## begin PASSAGE GIVEN
The troupe of officials will arrive at the Walkers Stadium today at around 12.45pm. D'Urso will go straight out to look at the pitch, making sure that the markings are correct. At 1.45pm he will attend a briefing by Leicester's safety officer, noting the procedure should the ground need to be evacuated. And at 2pm he will get the team sheets, with the kit details.

"My concern there is looking for any possible clash of colours," he says. "After that, all I ask is that the players are in the tunnel six minutes before kick-off for a jewellery and stud inspection."

Jewellery inspections, it occurs to me, never happened in the days of Nat Lofthouse and Len Shackleton. But much has changed since then, not least the advent of professional referees. Until August 2001, D'Urso worked in the card services department of Coutts, the bank of the rich and famous. He still works there a couple of days a week. Is he ever tempted to lose a couple of hundred grand from the account of a footballer who has abused him? "No," he says, disappointingly.

Professionalism had to happen, he adds. He once refereed a Monday evening game at Elland Road, got home at 2.30am, and had to be up for work four hours later. It was no way to carry on. He now pockets £250 for every Premier League match he takes charge of, on top of the basic salary for the 21 Select List referees of £45,000, which rises according to experience.

No players have yet pointed out to him that they earn in a week what he earns in a year. Not even a disgruntled footballer would sink that low. Lee Hendrie called him a "fucking wanker" but that's different.

He sent Hendrie off, of course. He has also shown the red card to Dennis Wise (who hasn't?), Patrick Vieira, Gus Poyet, Dominic Matteo, Alan Smith and Alan Shearer, among others. The Shearer sending-off was mistaken, he thinks, and it earned him a post-match bollocking from Sir Bobby Robson.

The other manager he has most enraged is David O'Leary. After each match there is supposed to be a 30-minute cooling-down period before managers are allowed to talk to referees, although some of them wouldn't cool off if they spent half an hour in a chest freezer.

D'Urso admits that his heart might beat a little faster when he reaches for a red card. "But it doesn't give me a buzz. I'm depriving a player of doing what he does, and the crowd of seeing a top player play.
## end PASSAGE GIVEN
● **WORK INSTRUCTIONS**
1 – Translate this sentence from the passage about the referee into Spanish: "It was no way to carry on."
2 – Answer these questions using the passage about the referee.
(a) At around what time will the officials arrive at the Walkers Stadium?
(b) In which department of Coutts did D'Urso work until August 2001?
(c) How much does he receive for each Premier League match he takes charge of?
3 – Copy the passage about the referee word for word, from "Professionalism had to" to "Sir Bobby Robson.".
## begin DATASET
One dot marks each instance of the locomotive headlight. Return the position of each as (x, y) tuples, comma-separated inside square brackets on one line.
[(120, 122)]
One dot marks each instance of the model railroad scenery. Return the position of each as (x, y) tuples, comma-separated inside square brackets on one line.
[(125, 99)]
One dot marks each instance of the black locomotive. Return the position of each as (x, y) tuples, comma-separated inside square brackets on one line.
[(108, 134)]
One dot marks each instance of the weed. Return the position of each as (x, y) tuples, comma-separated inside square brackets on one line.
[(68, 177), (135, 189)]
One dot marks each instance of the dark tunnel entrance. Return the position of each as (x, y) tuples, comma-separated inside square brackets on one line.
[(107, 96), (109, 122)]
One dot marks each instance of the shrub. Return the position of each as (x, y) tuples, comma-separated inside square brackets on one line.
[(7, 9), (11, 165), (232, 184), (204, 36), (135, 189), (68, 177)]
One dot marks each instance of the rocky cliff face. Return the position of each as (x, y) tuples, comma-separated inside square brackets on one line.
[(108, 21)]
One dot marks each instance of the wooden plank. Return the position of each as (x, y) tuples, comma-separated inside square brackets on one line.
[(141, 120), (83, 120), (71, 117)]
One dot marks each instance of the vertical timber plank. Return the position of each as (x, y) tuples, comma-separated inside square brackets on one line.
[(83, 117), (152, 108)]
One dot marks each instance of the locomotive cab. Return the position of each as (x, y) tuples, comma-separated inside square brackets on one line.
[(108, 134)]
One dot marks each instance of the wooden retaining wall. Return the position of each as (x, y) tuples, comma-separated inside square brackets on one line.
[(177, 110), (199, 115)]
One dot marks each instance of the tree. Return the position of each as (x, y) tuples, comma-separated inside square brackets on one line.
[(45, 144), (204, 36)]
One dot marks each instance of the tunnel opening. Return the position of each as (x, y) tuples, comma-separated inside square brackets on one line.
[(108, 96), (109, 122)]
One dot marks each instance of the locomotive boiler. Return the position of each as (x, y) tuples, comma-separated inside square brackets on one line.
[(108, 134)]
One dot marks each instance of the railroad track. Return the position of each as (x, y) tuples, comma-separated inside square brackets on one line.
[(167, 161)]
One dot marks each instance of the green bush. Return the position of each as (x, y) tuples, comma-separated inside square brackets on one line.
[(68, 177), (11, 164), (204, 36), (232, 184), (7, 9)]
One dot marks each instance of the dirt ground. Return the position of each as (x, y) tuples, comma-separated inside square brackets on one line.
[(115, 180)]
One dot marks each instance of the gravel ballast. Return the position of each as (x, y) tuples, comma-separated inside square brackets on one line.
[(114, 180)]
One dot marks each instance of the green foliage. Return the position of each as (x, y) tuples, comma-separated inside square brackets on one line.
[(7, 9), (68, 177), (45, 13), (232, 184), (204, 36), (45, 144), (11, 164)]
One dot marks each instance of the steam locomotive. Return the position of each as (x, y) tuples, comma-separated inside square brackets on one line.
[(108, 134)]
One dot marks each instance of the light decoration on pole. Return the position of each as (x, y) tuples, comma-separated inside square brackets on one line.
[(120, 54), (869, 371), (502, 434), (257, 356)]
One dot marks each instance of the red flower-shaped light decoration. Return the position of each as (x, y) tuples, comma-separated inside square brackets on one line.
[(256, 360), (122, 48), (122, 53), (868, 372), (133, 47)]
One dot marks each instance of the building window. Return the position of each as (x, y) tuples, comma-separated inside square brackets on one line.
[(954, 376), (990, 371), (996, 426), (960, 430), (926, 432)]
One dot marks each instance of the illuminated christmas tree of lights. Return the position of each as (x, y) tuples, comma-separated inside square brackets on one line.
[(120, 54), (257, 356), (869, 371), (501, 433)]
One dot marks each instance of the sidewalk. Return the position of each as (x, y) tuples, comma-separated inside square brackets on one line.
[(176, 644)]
## end DATASET
● **EXPECTED ANSWERS**
1 – No era forma de seguir así.

2 –
(a) Around 12.45pm.
(b) The card services department.
(c) £250.

3 –
Professionalism had to happen, he adds. He once refereed a Monday evening game at Elland Road, got home at 2.30am, and had to be up for work four hours later. It was no way to carry on. He now pockets £250 for every Premier League match he takes charge of, on top of the basic salary for the 21 Select List referees of £45,000, which rises according to experience.

No players have yet pointed out to him that they earn in a week what he earns in a year. Not even a disgruntled footballer would sink that low. Lee Hendrie called him a "fucking wanker" but that's different.

He sent Hendrie off, of course. He has also shown the red card to Dennis Wise (who hasn't?), Patrick Vieira, Gus Poyet, Dominic Matteo, Alan Smith and Alan Shearer, among others. The Shearer sending-off was mistaken, he thinks, and it earned him a post-match bollocking from Sir Bobby Robson.